Reproduce exactly the line in which "of the black" occurs and all the lines after it, ending with the last line.
Entries start
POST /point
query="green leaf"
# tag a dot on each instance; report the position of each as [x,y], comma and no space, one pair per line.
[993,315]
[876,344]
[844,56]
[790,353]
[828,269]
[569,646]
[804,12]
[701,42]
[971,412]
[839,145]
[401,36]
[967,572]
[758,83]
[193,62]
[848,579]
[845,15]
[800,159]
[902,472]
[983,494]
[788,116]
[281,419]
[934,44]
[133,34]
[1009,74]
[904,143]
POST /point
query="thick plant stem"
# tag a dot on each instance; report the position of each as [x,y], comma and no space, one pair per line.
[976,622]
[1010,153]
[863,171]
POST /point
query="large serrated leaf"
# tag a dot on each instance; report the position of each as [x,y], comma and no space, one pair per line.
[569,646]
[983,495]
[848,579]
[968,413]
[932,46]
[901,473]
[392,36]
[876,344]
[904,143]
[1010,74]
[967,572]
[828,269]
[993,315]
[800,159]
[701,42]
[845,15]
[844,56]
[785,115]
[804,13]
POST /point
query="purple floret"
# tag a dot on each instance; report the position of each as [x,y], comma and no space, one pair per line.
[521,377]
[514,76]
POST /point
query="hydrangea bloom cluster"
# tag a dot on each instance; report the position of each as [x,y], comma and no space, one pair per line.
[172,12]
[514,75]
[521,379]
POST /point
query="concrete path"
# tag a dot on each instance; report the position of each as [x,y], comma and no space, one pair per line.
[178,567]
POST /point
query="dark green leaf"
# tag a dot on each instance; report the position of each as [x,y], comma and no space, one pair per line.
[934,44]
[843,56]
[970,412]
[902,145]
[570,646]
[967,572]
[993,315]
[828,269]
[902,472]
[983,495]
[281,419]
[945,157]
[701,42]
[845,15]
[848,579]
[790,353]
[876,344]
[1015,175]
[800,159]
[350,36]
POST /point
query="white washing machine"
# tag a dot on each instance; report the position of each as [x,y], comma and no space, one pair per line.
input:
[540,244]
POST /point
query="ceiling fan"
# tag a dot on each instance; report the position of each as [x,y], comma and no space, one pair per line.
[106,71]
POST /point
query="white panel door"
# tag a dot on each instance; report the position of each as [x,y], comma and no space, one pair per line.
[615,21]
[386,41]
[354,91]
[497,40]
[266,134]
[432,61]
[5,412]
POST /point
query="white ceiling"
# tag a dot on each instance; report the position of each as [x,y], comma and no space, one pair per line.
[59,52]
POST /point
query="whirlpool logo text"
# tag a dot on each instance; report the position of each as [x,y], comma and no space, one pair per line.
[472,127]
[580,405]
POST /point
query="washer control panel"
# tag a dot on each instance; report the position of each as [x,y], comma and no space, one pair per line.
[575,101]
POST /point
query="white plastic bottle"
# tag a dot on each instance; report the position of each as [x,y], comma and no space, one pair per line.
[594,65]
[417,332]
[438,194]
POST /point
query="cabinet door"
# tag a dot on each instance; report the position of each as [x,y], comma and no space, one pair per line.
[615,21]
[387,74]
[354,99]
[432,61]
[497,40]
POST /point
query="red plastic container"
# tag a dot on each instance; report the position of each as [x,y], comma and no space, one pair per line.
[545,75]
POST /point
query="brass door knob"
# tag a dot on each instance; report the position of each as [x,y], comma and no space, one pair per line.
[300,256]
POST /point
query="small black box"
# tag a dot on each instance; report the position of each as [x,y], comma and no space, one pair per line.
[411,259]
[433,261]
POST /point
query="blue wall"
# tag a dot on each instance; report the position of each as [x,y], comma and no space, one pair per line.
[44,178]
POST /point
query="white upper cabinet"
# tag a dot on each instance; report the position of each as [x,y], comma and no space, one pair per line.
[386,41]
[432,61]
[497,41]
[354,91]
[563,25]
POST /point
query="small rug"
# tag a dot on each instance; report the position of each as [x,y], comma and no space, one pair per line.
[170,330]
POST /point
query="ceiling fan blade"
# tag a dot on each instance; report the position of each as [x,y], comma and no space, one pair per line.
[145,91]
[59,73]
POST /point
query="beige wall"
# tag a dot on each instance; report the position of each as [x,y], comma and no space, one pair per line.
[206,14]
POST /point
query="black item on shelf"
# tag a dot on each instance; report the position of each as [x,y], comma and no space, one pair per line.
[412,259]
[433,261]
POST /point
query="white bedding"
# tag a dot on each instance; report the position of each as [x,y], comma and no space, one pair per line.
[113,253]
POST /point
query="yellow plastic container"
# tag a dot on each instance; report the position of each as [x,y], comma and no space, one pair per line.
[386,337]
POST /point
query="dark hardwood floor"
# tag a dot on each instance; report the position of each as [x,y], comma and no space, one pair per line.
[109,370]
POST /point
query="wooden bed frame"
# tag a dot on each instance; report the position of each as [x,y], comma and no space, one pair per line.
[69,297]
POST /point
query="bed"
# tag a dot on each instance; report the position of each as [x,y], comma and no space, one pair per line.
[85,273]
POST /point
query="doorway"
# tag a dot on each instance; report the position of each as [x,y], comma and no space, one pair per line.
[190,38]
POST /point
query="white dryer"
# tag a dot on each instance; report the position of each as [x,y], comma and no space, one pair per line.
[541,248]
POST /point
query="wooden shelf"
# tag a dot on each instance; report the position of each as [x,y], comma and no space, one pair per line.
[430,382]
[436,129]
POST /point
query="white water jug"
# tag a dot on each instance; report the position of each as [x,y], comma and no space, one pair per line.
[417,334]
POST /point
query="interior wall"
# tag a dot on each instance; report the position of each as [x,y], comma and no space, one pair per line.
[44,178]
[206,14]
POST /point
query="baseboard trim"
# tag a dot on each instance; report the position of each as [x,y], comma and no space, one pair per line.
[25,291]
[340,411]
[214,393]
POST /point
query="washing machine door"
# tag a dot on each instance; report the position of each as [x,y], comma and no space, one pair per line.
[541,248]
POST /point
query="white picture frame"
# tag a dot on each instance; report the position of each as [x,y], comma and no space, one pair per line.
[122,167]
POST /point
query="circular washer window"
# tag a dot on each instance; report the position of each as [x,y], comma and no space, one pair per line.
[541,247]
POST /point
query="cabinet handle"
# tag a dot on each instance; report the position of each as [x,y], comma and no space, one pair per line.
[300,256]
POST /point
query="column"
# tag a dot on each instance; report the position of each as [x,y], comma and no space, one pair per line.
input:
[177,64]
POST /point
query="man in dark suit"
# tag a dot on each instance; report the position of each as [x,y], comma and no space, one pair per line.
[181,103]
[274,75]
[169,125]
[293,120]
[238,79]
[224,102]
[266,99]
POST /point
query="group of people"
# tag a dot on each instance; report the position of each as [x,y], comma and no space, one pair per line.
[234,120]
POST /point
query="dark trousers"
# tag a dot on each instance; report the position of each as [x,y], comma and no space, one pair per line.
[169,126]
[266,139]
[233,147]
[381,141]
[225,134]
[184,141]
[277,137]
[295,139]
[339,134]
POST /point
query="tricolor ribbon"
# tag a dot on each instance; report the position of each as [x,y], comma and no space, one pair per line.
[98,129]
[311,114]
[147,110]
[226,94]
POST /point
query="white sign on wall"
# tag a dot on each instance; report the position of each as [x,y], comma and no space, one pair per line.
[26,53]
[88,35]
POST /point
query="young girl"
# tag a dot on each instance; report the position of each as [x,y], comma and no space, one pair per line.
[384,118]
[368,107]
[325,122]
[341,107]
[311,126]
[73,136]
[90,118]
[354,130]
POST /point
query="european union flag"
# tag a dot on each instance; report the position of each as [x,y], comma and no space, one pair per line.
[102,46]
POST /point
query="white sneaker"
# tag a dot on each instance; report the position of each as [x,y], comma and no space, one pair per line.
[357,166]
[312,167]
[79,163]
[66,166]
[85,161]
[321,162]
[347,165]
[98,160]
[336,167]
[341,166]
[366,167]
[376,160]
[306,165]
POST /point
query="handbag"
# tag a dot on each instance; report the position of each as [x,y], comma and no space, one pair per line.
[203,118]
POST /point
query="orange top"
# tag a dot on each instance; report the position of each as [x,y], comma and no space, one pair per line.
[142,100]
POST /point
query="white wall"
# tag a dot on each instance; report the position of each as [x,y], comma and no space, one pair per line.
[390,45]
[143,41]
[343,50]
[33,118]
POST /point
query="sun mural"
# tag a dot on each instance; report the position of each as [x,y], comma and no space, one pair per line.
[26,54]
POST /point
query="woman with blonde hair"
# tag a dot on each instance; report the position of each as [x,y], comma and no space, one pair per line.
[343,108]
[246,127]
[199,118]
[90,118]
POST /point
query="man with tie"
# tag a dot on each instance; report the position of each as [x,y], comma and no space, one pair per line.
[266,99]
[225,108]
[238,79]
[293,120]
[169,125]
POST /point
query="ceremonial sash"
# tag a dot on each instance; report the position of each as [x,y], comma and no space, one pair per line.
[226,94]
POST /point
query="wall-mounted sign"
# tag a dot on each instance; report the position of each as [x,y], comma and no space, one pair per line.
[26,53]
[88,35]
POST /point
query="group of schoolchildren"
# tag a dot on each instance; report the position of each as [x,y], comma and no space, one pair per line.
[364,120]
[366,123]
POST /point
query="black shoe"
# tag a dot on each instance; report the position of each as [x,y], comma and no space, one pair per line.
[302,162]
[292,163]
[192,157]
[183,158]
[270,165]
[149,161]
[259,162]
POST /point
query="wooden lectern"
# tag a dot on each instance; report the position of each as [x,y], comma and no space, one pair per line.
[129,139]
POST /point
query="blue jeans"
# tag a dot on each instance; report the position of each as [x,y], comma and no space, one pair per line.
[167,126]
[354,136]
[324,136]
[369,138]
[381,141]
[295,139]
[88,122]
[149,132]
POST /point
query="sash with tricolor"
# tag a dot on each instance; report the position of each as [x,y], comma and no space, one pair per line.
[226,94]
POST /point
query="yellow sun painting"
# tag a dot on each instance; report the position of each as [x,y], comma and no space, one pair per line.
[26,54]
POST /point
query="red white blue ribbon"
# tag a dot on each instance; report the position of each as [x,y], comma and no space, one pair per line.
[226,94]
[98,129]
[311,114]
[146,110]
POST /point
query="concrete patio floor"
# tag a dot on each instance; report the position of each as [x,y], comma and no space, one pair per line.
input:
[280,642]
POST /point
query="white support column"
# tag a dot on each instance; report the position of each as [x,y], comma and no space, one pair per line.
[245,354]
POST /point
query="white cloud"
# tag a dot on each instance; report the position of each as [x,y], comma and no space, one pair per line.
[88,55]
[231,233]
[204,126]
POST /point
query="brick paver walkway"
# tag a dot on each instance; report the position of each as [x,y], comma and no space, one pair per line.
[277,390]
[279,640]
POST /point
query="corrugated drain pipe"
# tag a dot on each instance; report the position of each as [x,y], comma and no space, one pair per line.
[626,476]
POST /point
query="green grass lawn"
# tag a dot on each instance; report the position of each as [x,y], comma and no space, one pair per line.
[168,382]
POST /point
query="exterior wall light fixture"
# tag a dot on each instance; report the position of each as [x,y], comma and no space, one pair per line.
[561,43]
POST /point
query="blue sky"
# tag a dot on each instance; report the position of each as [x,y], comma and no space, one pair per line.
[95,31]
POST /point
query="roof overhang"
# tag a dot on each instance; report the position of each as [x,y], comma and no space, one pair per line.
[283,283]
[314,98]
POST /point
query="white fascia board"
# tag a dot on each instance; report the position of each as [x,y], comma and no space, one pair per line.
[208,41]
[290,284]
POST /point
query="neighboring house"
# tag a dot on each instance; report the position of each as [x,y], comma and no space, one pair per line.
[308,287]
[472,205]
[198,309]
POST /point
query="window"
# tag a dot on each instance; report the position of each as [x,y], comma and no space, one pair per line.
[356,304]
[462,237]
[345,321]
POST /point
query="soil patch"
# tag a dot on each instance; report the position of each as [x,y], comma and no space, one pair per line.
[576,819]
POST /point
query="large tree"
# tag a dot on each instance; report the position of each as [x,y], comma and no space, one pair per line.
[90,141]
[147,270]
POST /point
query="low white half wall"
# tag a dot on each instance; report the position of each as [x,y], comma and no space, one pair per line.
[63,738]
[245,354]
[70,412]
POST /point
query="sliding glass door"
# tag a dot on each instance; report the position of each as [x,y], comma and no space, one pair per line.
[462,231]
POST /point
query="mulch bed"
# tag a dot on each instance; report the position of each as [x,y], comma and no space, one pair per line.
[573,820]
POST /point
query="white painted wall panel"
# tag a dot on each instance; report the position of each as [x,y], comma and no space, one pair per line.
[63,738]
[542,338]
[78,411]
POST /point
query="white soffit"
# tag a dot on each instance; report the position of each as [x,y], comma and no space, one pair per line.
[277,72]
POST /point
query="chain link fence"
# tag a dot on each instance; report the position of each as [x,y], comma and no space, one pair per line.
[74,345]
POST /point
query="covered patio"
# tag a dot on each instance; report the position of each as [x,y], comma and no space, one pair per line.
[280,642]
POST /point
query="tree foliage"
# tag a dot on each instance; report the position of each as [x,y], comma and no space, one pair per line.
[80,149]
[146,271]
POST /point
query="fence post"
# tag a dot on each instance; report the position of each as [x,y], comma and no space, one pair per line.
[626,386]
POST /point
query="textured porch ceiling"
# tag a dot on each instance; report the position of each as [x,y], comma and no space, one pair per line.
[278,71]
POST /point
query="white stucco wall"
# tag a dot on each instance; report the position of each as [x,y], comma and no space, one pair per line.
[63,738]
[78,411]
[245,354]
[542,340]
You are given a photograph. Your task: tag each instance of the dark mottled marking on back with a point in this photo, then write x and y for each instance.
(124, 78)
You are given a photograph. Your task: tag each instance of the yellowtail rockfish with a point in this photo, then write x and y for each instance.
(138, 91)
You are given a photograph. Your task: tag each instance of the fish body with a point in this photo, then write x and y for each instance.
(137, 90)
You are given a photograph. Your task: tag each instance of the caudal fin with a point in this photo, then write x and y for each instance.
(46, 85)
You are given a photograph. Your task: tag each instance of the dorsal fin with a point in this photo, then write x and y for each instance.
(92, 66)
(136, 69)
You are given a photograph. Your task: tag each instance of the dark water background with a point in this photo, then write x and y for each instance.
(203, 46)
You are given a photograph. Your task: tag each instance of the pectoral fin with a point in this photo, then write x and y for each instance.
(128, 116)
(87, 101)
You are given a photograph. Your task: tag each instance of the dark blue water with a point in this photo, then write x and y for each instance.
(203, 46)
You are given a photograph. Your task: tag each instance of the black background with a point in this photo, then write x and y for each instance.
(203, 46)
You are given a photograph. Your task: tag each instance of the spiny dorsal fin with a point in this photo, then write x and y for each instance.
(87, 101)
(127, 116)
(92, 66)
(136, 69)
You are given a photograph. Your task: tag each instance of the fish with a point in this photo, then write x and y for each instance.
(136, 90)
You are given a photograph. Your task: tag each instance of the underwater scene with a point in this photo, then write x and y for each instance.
Entries end
* **Worked answer**:
You are given a photograph. Your task: tag each instance of the black background with a point in this photo, then write x and y for each instance.
(203, 46)
You are given a photograph. Your task: tag each instance of the spiny dorsal fin with a point in this photo, then write x and y for each instance.
(87, 101)
(127, 116)
(92, 66)
(136, 69)
You are given a photograph. Your task: tag each instance of the fish with a point in this photo, then write x and y for each instance.
(136, 90)
You are given a photograph. Your task: tag each instance of the underwater scene with a point in this photo, then write x and y for each instance.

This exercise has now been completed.